++++ 文本摘录 ++++
Java中的String.hashCode()方法可能有问题？_Java_Andy

AI实践哪家强？来 AICon，解锁技术前沿，探寻产业新机！了解详情 



 写点什么

过去几天，我一直在浏览 Reddit 上的一篇文章。这篇文章看得我要抓狂了。文章指出，Java 中的 String.hashCode() 方法（将任意长度的字符串对象映射成 32 位 int 值）生成的哈希值存在冲突。文章作者似乎对这个问题感到很惊讶，并声称 String.hashCode() 的算法是有问题的。用作者自己的话说：

不管使用哪一种哈希策略，冲突都是不可避免的，但其中总有相对较好的哈希也有较差的哈希。你可以认为 String 中的哈希是比较差的那种。

作者的措辞带有相当强烈的意味，并且已经证明了很多奇怪的短字符串在生成哈希时会产生冲突。（文章中提供了很多示例，例如!~ 和"_）。众所周知，32 位字符串哈希函数确实会发生很多冲突，但从经验来看，在真实的场景中，String.hashCode() 能够很好地管理哈希冲突。

那么“差”的哈希是什么样子的呢？而“好”的哈希又是什么样子的？

一点理论

32 位哈希只能占用 2^32 = 4,294,967,296 个唯一值。因为字符串中可以包含任意数量的字符，所以可能的字符串显然要比这个数字多得多。因此，根据鸽子原则，必然会存在冲突。

但冲突的可能性有多大？

著名的生日问题表明，对于 365 个可能的“哈希值”，在哈希冲突可能性达到 50％之前，必须计算出 23 个唯一哈希值。如果有 2^32 个可能的哈希值，那么在达到 50％的哈希冲突可能性之前，必须计算出大约 77,164 个唯一哈希值。根据这个近似公式：

复制代码

 from math import exp
def prob(x):
    return 1.0 -exp(-0.5 * x * (x-1) / 2**32)
prob(77163) # 0.4999978150170551
prob(77164) # 0.500006797931095

那么对于给定数量的独立哈希，预计会发生多少次冲突？所运的是，维基百科为此提供了一个封闭式方程式：

复制代码

 def count(d, n):
    return n - d + d * ((d - 1) / d)**n

这种封闭式的解决方案可用于在实际的哈希函数中加入理论拟合。
++++
任务要求:
根据上面关于 String.hashCode() 的文章回答：
1. String.hashCode() 把字符串映射成多少位的 int 值？
2. 32 位哈希最多能有多少个唯一值？
3. 在 365 个可能的哈希值下，哈希冲突可能性达到 50% 之前必须计算出多少个唯一哈希值？
++++ 提取信息 ++++
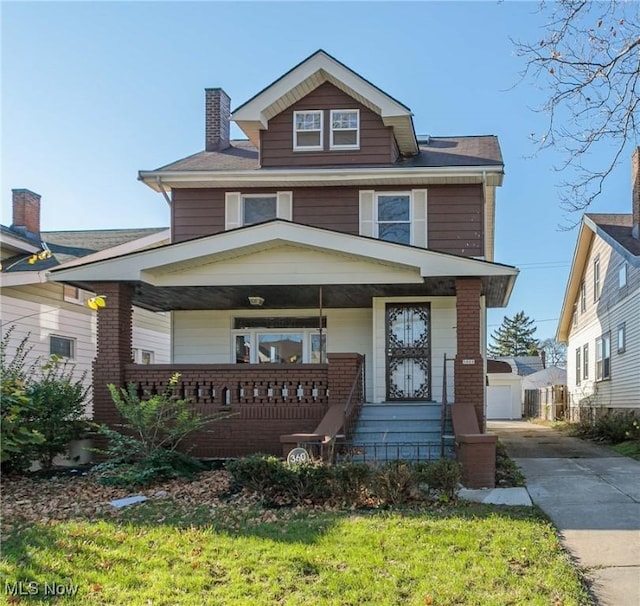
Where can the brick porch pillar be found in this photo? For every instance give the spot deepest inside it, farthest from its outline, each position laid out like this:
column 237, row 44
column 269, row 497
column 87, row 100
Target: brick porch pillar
column 114, row 346
column 469, row 365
++++
结果:
1. 32 位。
2. 2^32 个，即 4,294,967,296 个。
3. 23 个。